• [The task] Repeat each entry word for word. Leave any images out of the copy.

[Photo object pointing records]
--------------------------------------------------

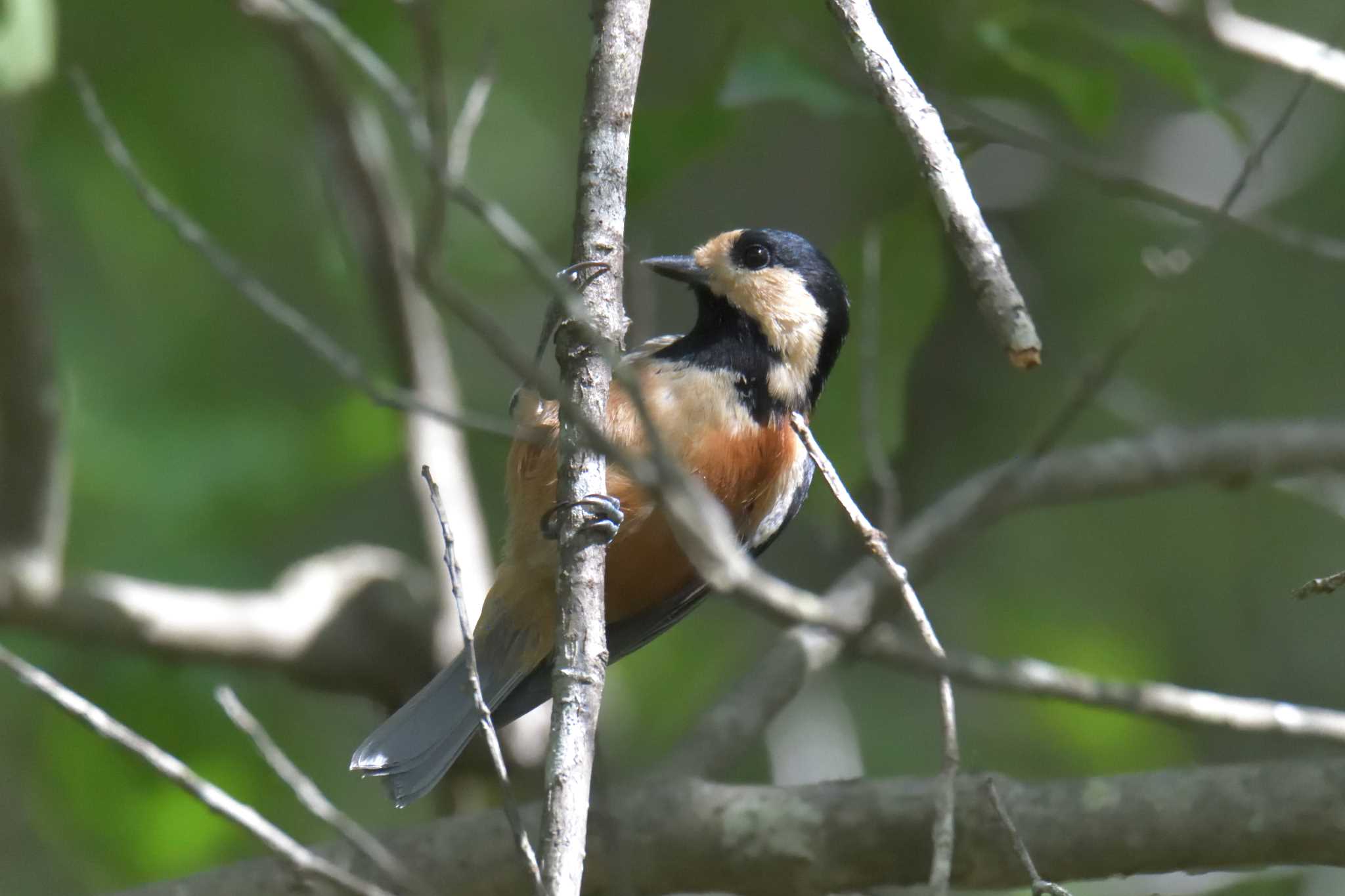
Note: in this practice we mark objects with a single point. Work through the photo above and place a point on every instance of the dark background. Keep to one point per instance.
(208, 448)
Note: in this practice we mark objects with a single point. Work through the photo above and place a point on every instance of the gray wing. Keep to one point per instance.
(631, 634)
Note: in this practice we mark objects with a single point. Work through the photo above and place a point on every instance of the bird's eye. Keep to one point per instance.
(757, 257)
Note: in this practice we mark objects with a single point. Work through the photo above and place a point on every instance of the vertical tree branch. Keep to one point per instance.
(580, 657)
(33, 494)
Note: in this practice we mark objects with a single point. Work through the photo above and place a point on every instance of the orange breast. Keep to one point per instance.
(744, 469)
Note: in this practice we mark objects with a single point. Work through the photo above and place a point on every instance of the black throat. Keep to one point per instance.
(725, 339)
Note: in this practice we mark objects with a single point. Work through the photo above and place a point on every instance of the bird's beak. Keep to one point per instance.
(681, 268)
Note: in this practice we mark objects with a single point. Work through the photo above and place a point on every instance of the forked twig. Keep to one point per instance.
(310, 794)
(303, 860)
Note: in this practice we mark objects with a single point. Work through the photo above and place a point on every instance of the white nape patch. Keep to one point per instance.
(780, 303)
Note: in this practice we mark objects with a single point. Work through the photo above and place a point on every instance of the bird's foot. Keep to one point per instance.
(580, 274)
(603, 517)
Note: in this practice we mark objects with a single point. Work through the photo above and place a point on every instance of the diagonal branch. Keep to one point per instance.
(314, 337)
(695, 836)
(355, 620)
(310, 794)
(876, 542)
(1222, 23)
(525, 847)
(1170, 457)
(377, 218)
(303, 860)
(998, 296)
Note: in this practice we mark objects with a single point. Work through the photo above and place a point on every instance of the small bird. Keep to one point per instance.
(771, 317)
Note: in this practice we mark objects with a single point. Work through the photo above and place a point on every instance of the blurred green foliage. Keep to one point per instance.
(209, 448)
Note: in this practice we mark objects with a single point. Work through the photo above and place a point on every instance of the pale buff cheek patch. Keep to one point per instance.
(780, 303)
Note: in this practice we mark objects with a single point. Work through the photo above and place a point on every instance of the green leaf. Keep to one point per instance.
(27, 43)
(1169, 62)
(1088, 96)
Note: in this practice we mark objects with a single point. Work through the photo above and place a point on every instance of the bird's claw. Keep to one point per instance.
(603, 517)
(580, 274)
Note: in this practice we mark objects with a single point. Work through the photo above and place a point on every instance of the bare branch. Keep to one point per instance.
(1161, 700)
(1231, 453)
(33, 484)
(695, 836)
(1039, 885)
(468, 120)
(876, 542)
(1274, 45)
(309, 793)
(998, 296)
(525, 847)
(303, 860)
(580, 666)
(357, 620)
(881, 471)
(314, 337)
(377, 218)
(1116, 182)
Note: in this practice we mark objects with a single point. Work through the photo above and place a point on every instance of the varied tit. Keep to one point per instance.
(771, 317)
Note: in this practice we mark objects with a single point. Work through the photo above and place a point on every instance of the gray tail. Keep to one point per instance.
(417, 744)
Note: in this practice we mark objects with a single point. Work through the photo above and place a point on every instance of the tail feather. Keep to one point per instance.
(414, 747)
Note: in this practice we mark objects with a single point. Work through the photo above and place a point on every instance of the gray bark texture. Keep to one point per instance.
(694, 836)
(580, 666)
(998, 296)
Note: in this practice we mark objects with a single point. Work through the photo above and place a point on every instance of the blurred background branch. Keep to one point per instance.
(208, 452)
(686, 834)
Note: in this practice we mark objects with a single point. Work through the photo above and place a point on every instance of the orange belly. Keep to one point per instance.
(646, 566)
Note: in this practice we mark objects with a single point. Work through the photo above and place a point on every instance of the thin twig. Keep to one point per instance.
(940, 871)
(310, 333)
(1164, 458)
(483, 711)
(34, 486)
(1157, 699)
(468, 120)
(310, 794)
(424, 16)
(881, 471)
(304, 861)
(1115, 182)
(1165, 267)
(373, 66)
(1256, 39)
(837, 837)
(1324, 585)
(1039, 885)
(998, 296)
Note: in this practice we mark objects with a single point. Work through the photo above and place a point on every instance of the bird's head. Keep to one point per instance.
(772, 293)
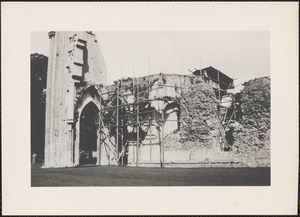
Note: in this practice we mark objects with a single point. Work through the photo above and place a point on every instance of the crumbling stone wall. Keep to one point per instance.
(252, 135)
(200, 126)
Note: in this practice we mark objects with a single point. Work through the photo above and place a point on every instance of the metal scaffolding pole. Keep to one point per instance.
(219, 86)
(138, 127)
(117, 128)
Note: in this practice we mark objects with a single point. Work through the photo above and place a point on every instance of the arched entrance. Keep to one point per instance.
(89, 127)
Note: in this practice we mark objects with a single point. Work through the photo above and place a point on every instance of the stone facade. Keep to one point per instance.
(75, 60)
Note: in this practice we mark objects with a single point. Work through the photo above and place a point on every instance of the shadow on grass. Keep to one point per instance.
(131, 176)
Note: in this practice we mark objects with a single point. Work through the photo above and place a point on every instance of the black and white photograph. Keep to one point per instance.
(199, 111)
(149, 108)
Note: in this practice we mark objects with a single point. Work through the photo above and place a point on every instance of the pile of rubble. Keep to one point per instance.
(252, 135)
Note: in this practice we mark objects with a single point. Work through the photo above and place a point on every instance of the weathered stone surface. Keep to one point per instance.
(252, 136)
(75, 59)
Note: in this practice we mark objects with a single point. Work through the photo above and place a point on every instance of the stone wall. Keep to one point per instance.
(252, 135)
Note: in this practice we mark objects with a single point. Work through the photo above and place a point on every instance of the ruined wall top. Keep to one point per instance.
(80, 54)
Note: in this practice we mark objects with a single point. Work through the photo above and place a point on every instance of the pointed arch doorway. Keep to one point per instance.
(89, 130)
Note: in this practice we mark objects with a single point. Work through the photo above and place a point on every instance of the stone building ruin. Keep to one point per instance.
(160, 120)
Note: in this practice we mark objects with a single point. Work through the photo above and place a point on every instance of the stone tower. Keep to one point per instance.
(75, 61)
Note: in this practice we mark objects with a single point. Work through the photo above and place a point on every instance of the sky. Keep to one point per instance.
(242, 55)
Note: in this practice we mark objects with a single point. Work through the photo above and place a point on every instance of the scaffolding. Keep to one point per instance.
(120, 113)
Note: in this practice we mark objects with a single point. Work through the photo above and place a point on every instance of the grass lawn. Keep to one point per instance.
(131, 176)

--------------------------------------------------

• [Written response]
Note: in this practice we mark objects with a single point. Work through the photo above and place a point on every instance of the dark background. Keep to one point per instance.
(208, 448)
Note: in this practice we mark objects with a single point. Work through the photo above and place a point on every instance of the gray wing. Keep to one point per instance.
(631, 634)
Note: in this practice we mark objects with a single point. Work through the photo above and place a point on every instance of the bird's eye. Keep to one point per instance.
(757, 257)
Note: in this practice we mark objects with a single point. Work through the photo above and place a point on every instance of the vertical tree branch. Keep to one point per instance.
(580, 657)
(33, 494)
Note: in this practice we mark objects with a single point. Work through the photo above and place a point on every instance of the orange breast. Keep to one point per instance.
(744, 469)
Note: in this practice we mark objects with a single point. Work through the photo above and place a point on every instance of the black throat. Keep to one point per instance.
(725, 339)
Note: in this practice we mark objects with a single point. Work through the photo above and place a point on every instance of the bird's beak. Keep to one point per instance.
(681, 268)
Note: in this practice we mark objects with a single point. Work through the photo above and place a point on every instance of the forked twig. Keep to one point per instance.
(310, 794)
(303, 860)
Note: in this practice we mark objects with a single point. Work through the photo above and place a point on every instance of the white nape patch. Keep to one point per instance.
(780, 303)
Note: in this practice we mark objects with a single point. Work through the photo above and place a point on every instance of the bird's foot. Keep to one point per instance.
(580, 274)
(603, 517)
Note: in this practice we mark objects with a single point. Work through the photo above and place a point on every instance of the diagonal branch. Keep to one point per instance.
(314, 337)
(695, 836)
(355, 620)
(310, 794)
(876, 542)
(1222, 23)
(525, 847)
(1170, 457)
(377, 218)
(303, 860)
(998, 296)
Note: in this practice we mark objects with a single point. Work through the photo above and place a point on every instance of the small bird. Keep to one point per instance.
(771, 317)
Note: in this practice we mark objects with a single point. Work through the photo above and place a point on every instance of the blurred green foliage. Keep to one point per instance.
(209, 448)
Note: in this practice we mark objects with a single point. Work through the photo above and place a point on every instance of the pale buff cheek patch. Keep to one point per instance.
(780, 303)
Note: in this practice we mark objects with a single point. Work through the photo above and place a point on every instance of the green leaf. Keep to one point per instance.
(27, 43)
(1169, 62)
(1088, 96)
Note: in this practice we mark objects with a single point. Work through the photo above and place a point on every instance of the bird's claw. Keep to one point per instance.
(603, 517)
(580, 274)
Note: in this practice we mark objects with a single point. Work through the photo above and place a point on every instance of the bare branch. Keep to one point per instance.
(1161, 700)
(1231, 453)
(33, 484)
(695, 836)
(1039, 885)
(468, 120)
(876, 542)
(1274, 45)
(309, 793)
(998, 296)
(525, 847)
(303, 860)
(580, 666)
(357, 620)
(881, 471)
(314, 337)
(377, 218)
(1116, 182)
Note: in this practice we mark objects with a single point. Work through the photo above and place a point on every instance of the varied tit. Keep to one point per instance.
(771, 317)
Note: in this practice we mark objects with a single point. Work through the photo above and place a point on every instance of the gray tail. Keep to one point per instance.
(417, 744)
Note: in this practice we mark objects with a single point. Work through the photo above and place a point on every instance of the tail feather. Keep to one point per instance.
(414, 747)
Note: in this practice we mark objects with a single point. Work through the photo above and place a point on every instance of the gray bark texture. Keep to one point per instance.
(694, 836)
(580, 666)
(998, 296)
Note: in this practice we mark objects with a single point. Work through the photo above and place a point on every instance of the blurred background branch. Keep to one point per instance.
(208, 452)
(686, 834)
Note: in this practice we mark objects with a single point. Work through the photo above and place a point on every instance of the orange belly. Keep to one point per instance.
(646, 566)
Note: in this practice we mark objects with a single point. Work through the photo above and place a point on every instance of the thin twig. Keep to one point per instance.
(940, 871)
(310, 333)
(1164, 458)
(483, 711)
(34, 486)
(1157, 699)
(468, 120)
(310, 794)
(424, 16)
(881, 471)
(304, 861)
(1115, 182)
(1165, 267)
(373, 66)
(1256, 39)
(837, 837)
(1324, 585)
(1039, 885)
(998, 296)
Note: in this practice we mark objects with a single point. Work through the photo above and place a point on every instance of the bird's head. Keep to one point per instance.
(772, 293)
Note: in this practice we mark objects with a single point. Work through the photo above and place a point on every instance of the crumbling stone wall. Keep to one point per instance.
(252, 135)
(200, 126)
Note: in this practice we mark objects with a single point. Work through the photo above and place a point on every instance of the metal scaffolding pole. Keep to one point per instance.
(219, 86)
(138, 127)
(117, 128)
Note: in this practice we mark objects with a single point. Work through the photo above and place a point on every instance of the arched entrance. Keep to one point per instance.
(89, 127)
Note: in this practice we mark objects with a single point. Work through the photo above and place a point on every instance of the stone facade. Keep to one point per instance.
(75, 60)
Note: in this practice we mark objects with a single point. Work through the photo above and place a point on every instance of the shadow on grass. Keep to one point per instance.
(131, 176)
Note: in this practice we mark objects with a single point. Work through the photo above and place a point on every instance of the black and white photograph. Keep to one point per instance.
(199, 111)
(149, 108)
Note: in this practice we mark objects with a single point. Work through the photo above and place a point on every instance of the pile of rubble. Keep to one point per instance.
(252, 135)
Note: in this practice we mark objects with a single point. Work through the photo above and place a point on every instance of the weathered stone surface. Keep to one point per instance.
(252, 136)
(75, 59)
Note: in this practice we mark objects with a single point. Work through the photo above and place a point on every instance of the stone wall. Keep to one point per instance.
(252, 135)
Note: in this practice we mark objects with a single point. Work through the photo above and place a point on every instance of the ruined wall top. Keep to one point per instance.
(80, 54)
Note: in this practice we mark objects with a single point. Work through the photo above and place a point on every instance of the pointed arch doorway. Keep to one point per instance.
(89, 130)
Note: in this practice we mark objects with a single point. Work through the photo above and place a point on every instance of the stone building ruin. Keep to one point per instance.
(160, 120)
Note: in this practice we mark objects with a single point. Work through the photo above and place a point on every instance of the stone tower. Keep to one point per instance.
(75, 61)
Note: in this practice we mark objects with a single point. Work through the photo above and place a point on every instance of the sky. Keep to one point per instance.
(242, 55)
Note: in this practice we mark objects with a single point. Work through the photo above and place a point on every instance of the scaffolding. Keep to one point per instance.
(120, 113)
Note: in this practice we mark objects with a single point. Work through the photo above and place a point on every instance of the grass lawn. Keep to one point per instance.
(131, 176)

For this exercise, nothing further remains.